START MATERIAL FOR THE TASK
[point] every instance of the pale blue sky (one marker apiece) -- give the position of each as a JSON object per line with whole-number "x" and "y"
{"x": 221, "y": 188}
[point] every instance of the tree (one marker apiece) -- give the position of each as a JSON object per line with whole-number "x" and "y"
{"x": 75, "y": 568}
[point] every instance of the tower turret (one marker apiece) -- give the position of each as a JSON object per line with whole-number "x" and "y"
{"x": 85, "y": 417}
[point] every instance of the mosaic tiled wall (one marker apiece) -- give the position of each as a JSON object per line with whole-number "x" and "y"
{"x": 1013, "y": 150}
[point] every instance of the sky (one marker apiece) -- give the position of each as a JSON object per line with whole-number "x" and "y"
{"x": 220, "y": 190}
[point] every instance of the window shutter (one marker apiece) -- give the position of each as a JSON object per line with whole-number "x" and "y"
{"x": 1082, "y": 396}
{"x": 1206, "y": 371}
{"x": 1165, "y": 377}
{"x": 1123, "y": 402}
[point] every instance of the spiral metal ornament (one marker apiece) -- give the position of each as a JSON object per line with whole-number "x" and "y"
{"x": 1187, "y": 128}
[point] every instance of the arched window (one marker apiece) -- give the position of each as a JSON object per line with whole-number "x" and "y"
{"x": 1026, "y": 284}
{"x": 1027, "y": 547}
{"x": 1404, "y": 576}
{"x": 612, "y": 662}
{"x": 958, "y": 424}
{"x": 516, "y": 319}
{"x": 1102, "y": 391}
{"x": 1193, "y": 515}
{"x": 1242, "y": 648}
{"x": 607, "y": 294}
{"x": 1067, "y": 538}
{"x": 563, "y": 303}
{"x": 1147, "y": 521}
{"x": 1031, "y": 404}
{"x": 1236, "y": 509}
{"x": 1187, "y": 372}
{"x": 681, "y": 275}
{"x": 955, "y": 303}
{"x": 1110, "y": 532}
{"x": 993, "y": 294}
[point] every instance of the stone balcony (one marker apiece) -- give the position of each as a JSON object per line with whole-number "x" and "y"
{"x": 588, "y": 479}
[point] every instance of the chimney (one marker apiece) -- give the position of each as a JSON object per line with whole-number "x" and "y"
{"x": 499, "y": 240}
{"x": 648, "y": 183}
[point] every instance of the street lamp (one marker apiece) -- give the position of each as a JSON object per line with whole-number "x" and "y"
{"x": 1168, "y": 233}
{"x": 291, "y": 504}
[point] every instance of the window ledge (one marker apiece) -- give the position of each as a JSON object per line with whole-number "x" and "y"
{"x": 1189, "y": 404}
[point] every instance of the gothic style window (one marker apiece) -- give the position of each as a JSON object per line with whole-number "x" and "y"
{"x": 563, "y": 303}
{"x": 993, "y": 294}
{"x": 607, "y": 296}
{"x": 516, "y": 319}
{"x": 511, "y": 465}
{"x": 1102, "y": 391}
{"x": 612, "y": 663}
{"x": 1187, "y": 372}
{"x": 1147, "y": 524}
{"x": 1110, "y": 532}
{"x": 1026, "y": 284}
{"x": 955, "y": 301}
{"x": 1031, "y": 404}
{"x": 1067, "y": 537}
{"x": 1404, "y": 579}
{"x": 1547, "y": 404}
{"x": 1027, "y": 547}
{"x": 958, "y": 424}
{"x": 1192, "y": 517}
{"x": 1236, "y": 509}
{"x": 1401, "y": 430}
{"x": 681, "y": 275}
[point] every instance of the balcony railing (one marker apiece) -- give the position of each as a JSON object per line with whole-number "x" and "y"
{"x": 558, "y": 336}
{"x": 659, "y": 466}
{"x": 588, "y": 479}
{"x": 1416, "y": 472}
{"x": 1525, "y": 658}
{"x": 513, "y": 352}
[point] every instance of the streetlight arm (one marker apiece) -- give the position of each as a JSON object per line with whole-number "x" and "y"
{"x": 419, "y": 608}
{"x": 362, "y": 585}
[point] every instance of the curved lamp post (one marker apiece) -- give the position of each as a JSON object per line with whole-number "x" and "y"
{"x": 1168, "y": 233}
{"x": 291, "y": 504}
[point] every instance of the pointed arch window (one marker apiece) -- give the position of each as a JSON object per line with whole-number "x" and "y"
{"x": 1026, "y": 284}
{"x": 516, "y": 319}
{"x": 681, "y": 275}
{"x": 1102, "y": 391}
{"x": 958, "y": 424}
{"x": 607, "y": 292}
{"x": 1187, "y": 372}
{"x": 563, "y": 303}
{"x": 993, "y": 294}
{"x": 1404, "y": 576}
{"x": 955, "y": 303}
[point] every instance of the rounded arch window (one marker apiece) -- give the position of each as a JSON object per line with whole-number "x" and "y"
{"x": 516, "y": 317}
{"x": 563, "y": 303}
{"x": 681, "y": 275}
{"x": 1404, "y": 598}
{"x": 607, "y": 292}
END MATERIAL FOR THE TASK
-- WORK INSTRUCTION --
In your response, reproduce the records exactly, every one.

-- THE COMPLETED TASK --
[point] every instance of the pale blue sky (one marker apiece) -- give the position of each as a JSON object per line with whole-number "x" and "y"
{"x": 221, "y": 188}
[point] every instance of the tree (one marker apiece) -- give the position of each as a JSON object per line with whole-number "x" and "y"
{"x": 75, "y": 568}
[point] every instance of the tower turret (one marker apiece) -- give the position of each as a JSON object per line with whole-number "x" and "y"
{"x": 85, "y": 417}
[point] every instance of the mosaic tiled wall (one marker apiece) -- give the position of each as a JSON object per line with whole-number "x" and "y"
{"x": 1013, "y": 150}
[point] every instance of the sky (one marker apiece) -- give the position of each as a JSON object per line with whole-number "x" and "y"
{"x": 220, "y": 190}
[point] every instance of the window shutter (one marker apiece) -- give the position of each as a JSON object per line with whole-number "x" and "y"
{"x": 1082, "y": 396}
{"x": 1206, "y": 371}
{"x": 1165, "y": 377}
{"x": 1123, "y": 402}
[point] every instance of the spiral metal ornament (one marker apiece) -- give the position of each as a JSON object per line with whole-number "x" and "y"
{"x": 1187, "y": 128}
[point] every instance of the arched window (one marker apiece) -- give the position of each as a JSON object per line with whole-number "x" and "y"
{"x": 1026, "y": 284}
{"x": 1027, "y": 547}
{"x": 1404, "y": 576}
{"x": 612, "y": 662}
{"x": 958, "y": 424}
{"x": 516, "y": 319}
{"x": 1102, "y": 391}
{"x": 1193, "y": 515}
{"x": 1242, "y": 648}
{"x": 607, "y": 294}
{"x": 1067, "y": 538}
{"x": 563, "y": 303}
{"x": 1147, "y": 521}
{"x": 1031, "y": 404}
{"x": 1236, "y": 509}
{"x": 1187, "y": 372}
{"x": 681, "y": 275}
{"x": 955, "y": 303}
{"x": 1110, "y": 532}
{"x": 993, "y": 294}
[point] every instance of the stone balcony (one marker apiece) -- give the position of each as a JSON object per line with whole-number "x" and "y"
{"x": 588, "y": 479}
[point] every instance of the chimney (one marker apiece) -- give the position of each as a JSON object per line with whole-number "x" and "y"
{"x": 499, "y": 240}
{"x": 648, "y": 183}
[point] every instance of the street lamp (one marker apiece) -- give the position of each as a JSON object per line with whole-number "x" and "y"
{"x": 1168, "y": 233}
{"x": 291, "y": 504}
[point] every instance of the window ledge (one marker apiece) -- give the position of each as a JSON object per line with whole-number "x" and "y"
{"x": 1189, "y": 404}
[point] every instance of the gothic style window (one marker apiece) -- give the position of each as a JSON object per line with whole-number "x" and "y"
{"x": 563, "y": 303}
{"x": 993, "y": 294}
{"x": 607, "y": 296}
{"x": 516, "y": 319}
{"x": 511, "y": 465}
{"x": 1102, "y": 391}
{"x": 612, "y": 663}
{"x": 1187, "y": 372}
{"x": 1147, "y": 524}
{"x": 1110, "y": 532}
{"x": 1026, "y": 284}
{"x": 955, "y": 301}
{"x": 1031, "y": 404}
{"x": 1067, "y": 537}
{"x": 1404, "y": 579}
{"x": 1547, "y": 404}
{"x": 1027, "y": 547}
{"x": 958, "y": 424}
{"x": 1192, "y": 517}
{"x": 1236, "y": 509}
{"x": 1401, "y": 430}
{"x": 681, "y": 275}
[point] every instance of the balcony railing (one marker apiece) -- give the position of each as a JSON object per line with whole-number "x" and "y"
{"x": 558, "y": 336}
{"x": 659, "y": 466}
{"x": 588, "y": 479}
{"x": 1416, "y": 472}
{"x": 1525, "y": 658}
{"x": 513, "y": 352}
[point] every instance of the streetlight arm (one marker apiece) -- give the position of each as a JSON object per line with whole-number "x" and "y"
{"x": 419, "y": 608}
{"x": 362, "y": 585}
[point] every instance of the curved lamp post (one marker apiece) -- give the position of each as a JSON object per line with whole-number "x" and "y"
{"x": 1168, "y": 233}
{"x": 291, "y": 504}
[point] every instance of the pointed arch window (one marker apiece) -- give the position of each as a JSON object per line with whole-number "x" and "y"
{"x": 1026, "y": 284}
{"x": 516, "y": 319}
{"x": 681, "y": 275}
{"x": 1102, "y": 391}
{"x": 958, "y": 424}
{"x": 607, "y": 292}
{"x": 1187, "y": 372}
{"x": 563, "y": 303}
{"x": 993, "y": 294}
{"x": 1404, "y": 576}
{"x": 955, "y": 303}
[point] every instance of the rounded arch window (one marker apiece) -- give the position of each as a JSON object per line with whole-number "x" and "y"
{"x": 516, "y": 317}
{"x": 563, "y": 303}
{"x": 681, "y": 275}
{"x": 1404, "y": 598}
{"x": 607, "y": 292}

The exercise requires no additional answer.